Segment Open
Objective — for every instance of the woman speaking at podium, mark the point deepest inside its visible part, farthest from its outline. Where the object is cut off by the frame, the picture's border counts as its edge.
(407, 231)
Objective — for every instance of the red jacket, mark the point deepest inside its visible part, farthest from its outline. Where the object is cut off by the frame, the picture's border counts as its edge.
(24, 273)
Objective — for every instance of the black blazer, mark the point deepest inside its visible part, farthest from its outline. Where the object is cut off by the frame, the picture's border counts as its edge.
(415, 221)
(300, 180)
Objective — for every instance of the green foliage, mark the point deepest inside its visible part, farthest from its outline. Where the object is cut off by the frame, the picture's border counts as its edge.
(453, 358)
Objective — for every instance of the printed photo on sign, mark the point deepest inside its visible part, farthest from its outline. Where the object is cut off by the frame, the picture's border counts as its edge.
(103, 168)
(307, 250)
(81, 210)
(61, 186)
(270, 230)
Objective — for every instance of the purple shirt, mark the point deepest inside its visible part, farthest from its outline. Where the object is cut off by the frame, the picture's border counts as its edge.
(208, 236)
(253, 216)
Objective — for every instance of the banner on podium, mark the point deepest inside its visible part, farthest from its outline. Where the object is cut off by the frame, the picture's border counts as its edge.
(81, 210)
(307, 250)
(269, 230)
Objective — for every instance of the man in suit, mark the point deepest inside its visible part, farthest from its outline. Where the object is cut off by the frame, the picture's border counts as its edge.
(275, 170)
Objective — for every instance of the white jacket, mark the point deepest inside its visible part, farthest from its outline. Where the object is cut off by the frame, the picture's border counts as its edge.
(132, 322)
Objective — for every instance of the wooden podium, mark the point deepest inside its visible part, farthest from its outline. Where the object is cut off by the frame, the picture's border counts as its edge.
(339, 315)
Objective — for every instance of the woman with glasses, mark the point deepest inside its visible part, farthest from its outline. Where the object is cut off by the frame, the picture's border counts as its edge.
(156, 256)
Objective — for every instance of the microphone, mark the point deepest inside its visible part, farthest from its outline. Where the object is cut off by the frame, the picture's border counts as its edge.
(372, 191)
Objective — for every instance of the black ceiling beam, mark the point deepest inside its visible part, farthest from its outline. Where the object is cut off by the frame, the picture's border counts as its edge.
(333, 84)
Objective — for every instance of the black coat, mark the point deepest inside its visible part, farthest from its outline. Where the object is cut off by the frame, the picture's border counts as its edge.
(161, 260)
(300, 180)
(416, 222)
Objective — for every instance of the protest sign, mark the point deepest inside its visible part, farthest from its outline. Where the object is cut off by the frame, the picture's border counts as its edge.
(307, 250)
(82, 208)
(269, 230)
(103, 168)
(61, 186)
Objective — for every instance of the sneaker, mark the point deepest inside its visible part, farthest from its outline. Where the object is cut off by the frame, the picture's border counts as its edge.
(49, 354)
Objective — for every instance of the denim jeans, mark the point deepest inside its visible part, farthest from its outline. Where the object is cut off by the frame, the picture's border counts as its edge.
Segment Closed
Exactly reproduce the line containing "Objective — for every instance of the sneaker, mark" and all lines after it in the material, stopping only at the end.

ANSWER TO THIS PROBLEM:
Objective — for every instance of the sneaker, mark the point deepest inside its visible part, farthest from its outline. Where the object is cut off by the frame, the picture's border counts as its edge.
(49, 354)
Objective — for every instance of the denim jeans, mark the point deepest inside its visible part, farthest from its outline. Where the object is cut off by the frame, the picture's border counts as its edge.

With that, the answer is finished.